Описание задачи:
Воспроизведите приведённый ниже извлечённый текст целиком и дословно, ничего не меняя.

Разум – а он сам и есть разум – должен быть осуществлен и во всем мире.

Это отеческое попечение лишает нас всякой самостоятель­ности. Мы не можем сделать ничего умного без того, чтобы не сказали, это дело рук Божиих! И мы не можем навлечь на себя никакой беды, без того чтобы не услышать: это послал Бог! Все, что в нас, – все это от него: все им «дано». Как поступает Бог, так поступает и человек. Бог хочет одухотворить весь мир, человек же хочет его осчастливить, хочет сделать всех людей счастливыми. Поэтому каждый «человек» хочет пробудить всюду разум, которым, как ему кажется, он сам обладает; все должно непременно сделаться разумным. Бог борется с дьяво­лом, а философ с неразумным и случайным. Бог не дает ни одному существу идти сбоим собственным путем, а человек тоже хочет повести нас исключительно человеческим путем.

Кто, однако, полон святой (религиозной, нравственной, гуманной) любви, тот любит только призрак, «истинного человека», и с тупой бессердечностью преследует единичную личность, настоящего человека, под видом равнодушного юри­дического преследования «не-человека», чудовища. Он считает похвальным и необходимым быть как можно более беспощад­ным, ибо любовь к призраку или к всеобщности овладела им и заставляет его ненавидеть все непризрачное, то есть эгоиста или единичного человека; таков смысл прославленного действия любви, которое зовут «справедливостью».

Уголовный преступник не может ожидать никакой поща­ды, и ни одна добрая душа не прикроет его печальной наготы. Строгий судья срывает без всякой пощады с несчастного осужденного последние лохмотья оправдания, без всякого сострадания тащит его тюремщик в темную камеру, без прими­рения выбрасывают его – «заклейменного», из тюрьмы после того, как он «отбыл наказание», в среду людей, с презрением сторонящихся его, в среду добрых, лояльных «братьев его во Христе». Да, безо всякой пощады ведут «заслуживающего смертную казнь» преступника на эшафот, и перед глазами ликующей толпы отмщенный закон нравственности свершает свою возвышенную и благородную месть! Существовать может или нравственный закон, или преступник. Где преступник не наказывается, там гибнет нравственный закон, а где царит закон, и там должны погибнуть преступники. Их вражда непримирима.

Записанные данные:

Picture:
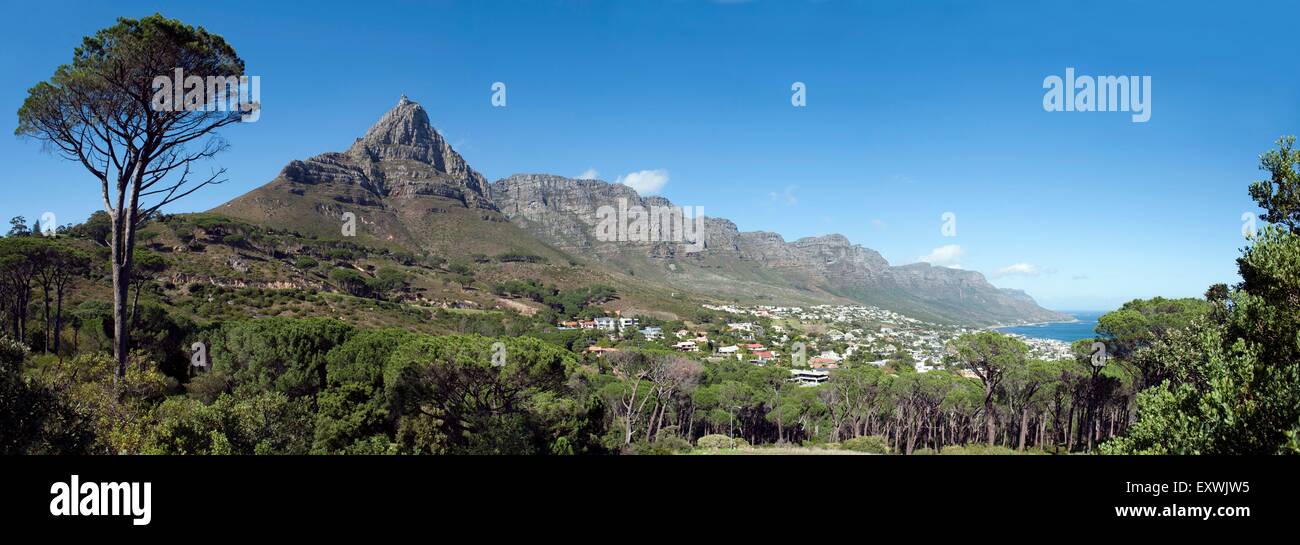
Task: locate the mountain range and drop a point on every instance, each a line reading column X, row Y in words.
column 411, row 190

Результат:
Разум – а он сам и есть разум – должен быть осуществлен и во всем мире.

Это отеческое попечение лишает нас всякой самостоятель­ности. Мы не можем сделать ничего умного без того, чтобы не сказали, это дело рук Божиих! И мы не можем навлечь на себя никакой беды, без того чтобы не услышать: это послал Бог! Все, что в нас, – все это от него: все им «дано». Как поступает Бог, так поступает и человек. Бог хочет одухотворить весь мир, человек же хочет его осчастливить, хочет сделать всех людей счастливыми. Поэтому каждый «человек» хочет пробудить всюду разум, которым, как ему кажется, он сам обладает; все должно непременно сделаться разумным. Бог борется с дьяво­лом, а философ с неразумным и случайным. Бог не дает ни одному существу идти сбоим собственным путем, а человек тоже хочет повести нас исключительно человеческим путем.

Кто, однако, полон святой (религиозной, нравственной, гуманной) любви, тот любит только призрак, «истинного человека», и с тупой бессердечностью преследует единичную личность, настоящего человека, под видом равнодушного юри­дического преследования «не-человека», чудовища. Он считает похвальным и необходимым быть как можно более беспощад­ным, ибо любовь к призраку или к всеобщности овладела им и заставляет его ненавидеть все непризрачное, то есть эгоиста или единичного человека; таков смысл прославленного действия любви, которое зовут «справедливостью».

Уголовный преступник не может ожидать никакой поща­ды, и ни одна добрая душа не прикроет его печальной наготы. Строгий судья срывает без всякой пощады с несчастного осужденного последние лохмотья оправдания, без всякого сострадания тащит его тюремщик в темную камеру, без прими­рения выбрасывают его – «заклейменного», из тюрьмы после того, как он «отбыл наказание», в среду людей, с презрением сторонящихся его, в среду добрых, лояльных «братьев его во Христе». Да, безо всякой пощады ведут «заслуживающего смертную казнь» преступника на эшафот, и перед глазами ликующей толпы отмщенный закон нравственности свершает свою возвышенную и благородную месть! Существовать может или нравственный закон, или преступник. Где преступник не наказывается, там гибнет нравственный закон, а где царит закон, и там должны погибнуть преступники. Их вражда непримирима.